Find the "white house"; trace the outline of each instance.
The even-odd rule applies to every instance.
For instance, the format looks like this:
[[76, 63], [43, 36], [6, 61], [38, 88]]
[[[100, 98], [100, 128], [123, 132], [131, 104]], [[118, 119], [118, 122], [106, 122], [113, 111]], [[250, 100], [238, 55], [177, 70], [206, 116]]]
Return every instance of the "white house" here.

※

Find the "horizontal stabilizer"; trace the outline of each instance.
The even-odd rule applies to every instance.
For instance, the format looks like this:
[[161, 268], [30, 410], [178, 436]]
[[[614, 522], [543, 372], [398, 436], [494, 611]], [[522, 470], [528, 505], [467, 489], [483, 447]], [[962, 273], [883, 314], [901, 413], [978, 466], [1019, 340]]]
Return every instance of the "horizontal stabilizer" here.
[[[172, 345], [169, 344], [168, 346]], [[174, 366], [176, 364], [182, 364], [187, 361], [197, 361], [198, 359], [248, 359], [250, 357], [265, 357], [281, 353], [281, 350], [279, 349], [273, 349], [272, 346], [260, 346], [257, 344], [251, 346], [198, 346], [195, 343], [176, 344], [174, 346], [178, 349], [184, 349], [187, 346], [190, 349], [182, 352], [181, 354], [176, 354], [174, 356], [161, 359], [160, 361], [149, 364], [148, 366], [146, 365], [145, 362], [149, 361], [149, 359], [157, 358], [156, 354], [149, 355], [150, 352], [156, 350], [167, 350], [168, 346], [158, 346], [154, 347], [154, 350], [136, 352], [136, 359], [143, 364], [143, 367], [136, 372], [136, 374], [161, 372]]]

※

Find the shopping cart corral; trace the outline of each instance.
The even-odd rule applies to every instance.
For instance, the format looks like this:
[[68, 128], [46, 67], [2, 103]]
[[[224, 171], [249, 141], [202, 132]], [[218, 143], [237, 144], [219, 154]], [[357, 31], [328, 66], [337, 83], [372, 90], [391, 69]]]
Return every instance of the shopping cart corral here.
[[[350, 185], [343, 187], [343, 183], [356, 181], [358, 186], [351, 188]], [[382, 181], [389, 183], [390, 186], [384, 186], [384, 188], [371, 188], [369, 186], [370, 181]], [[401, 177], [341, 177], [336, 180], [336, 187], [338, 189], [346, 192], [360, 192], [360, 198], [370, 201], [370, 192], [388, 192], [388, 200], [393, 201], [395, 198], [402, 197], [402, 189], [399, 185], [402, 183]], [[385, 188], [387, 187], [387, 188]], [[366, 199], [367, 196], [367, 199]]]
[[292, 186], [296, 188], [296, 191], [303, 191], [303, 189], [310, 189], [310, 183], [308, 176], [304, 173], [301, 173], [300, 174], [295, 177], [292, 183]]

※

▸ Written exercise
How many lines in the items above contain the word "each"? Reply with the number alone.

▸ Finished task
3